>>>
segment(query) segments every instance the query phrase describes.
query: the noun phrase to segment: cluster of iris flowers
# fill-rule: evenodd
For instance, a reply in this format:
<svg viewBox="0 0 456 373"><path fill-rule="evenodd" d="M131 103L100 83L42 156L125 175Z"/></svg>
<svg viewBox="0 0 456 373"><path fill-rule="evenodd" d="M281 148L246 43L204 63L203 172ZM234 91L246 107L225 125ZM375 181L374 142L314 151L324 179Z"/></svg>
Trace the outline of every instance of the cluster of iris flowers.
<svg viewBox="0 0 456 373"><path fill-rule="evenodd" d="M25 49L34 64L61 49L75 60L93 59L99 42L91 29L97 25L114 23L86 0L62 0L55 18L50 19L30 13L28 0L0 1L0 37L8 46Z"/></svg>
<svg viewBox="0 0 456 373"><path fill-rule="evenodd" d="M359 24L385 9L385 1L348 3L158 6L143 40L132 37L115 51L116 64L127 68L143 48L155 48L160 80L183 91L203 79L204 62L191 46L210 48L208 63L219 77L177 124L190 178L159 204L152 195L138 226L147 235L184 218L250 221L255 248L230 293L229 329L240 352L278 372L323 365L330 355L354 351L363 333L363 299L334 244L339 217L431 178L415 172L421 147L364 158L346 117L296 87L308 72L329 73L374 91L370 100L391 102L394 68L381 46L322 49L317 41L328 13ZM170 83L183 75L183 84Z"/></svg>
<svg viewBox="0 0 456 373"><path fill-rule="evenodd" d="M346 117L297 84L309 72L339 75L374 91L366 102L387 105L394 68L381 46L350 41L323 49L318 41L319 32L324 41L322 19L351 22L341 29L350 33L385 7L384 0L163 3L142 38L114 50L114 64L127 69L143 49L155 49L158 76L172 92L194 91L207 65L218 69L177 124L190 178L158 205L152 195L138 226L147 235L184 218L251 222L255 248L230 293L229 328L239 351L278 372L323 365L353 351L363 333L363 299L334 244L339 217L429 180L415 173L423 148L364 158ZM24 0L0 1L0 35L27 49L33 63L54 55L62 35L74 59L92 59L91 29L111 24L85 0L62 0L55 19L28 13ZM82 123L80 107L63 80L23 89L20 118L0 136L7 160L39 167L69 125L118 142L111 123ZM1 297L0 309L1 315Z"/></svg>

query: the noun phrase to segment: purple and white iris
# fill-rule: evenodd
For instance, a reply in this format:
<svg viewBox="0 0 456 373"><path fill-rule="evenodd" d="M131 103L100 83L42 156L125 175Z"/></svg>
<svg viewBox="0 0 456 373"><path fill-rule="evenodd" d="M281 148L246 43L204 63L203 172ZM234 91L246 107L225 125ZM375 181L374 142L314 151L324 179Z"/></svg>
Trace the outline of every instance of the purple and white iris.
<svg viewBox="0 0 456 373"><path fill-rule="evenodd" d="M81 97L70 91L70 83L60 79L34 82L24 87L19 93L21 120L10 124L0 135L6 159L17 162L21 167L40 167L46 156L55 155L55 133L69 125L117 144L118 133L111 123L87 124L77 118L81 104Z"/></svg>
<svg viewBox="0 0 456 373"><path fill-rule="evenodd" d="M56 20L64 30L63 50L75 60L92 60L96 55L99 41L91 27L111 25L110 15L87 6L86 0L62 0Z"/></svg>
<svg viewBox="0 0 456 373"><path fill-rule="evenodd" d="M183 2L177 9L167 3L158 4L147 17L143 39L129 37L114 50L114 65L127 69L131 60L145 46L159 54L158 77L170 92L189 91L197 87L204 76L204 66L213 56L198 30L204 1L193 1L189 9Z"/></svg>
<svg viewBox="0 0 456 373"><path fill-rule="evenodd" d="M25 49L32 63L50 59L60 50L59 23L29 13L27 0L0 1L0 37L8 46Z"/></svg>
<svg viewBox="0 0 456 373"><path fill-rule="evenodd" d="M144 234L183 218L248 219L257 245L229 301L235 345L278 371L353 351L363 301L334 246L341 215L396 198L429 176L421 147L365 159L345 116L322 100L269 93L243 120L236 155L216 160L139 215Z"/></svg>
<<<
-- SHORT TASK --
How many lines in the entries above contain the string "every"? Case counts; reply with the number alone.

-- RESPONSE TO THIS TASK --
3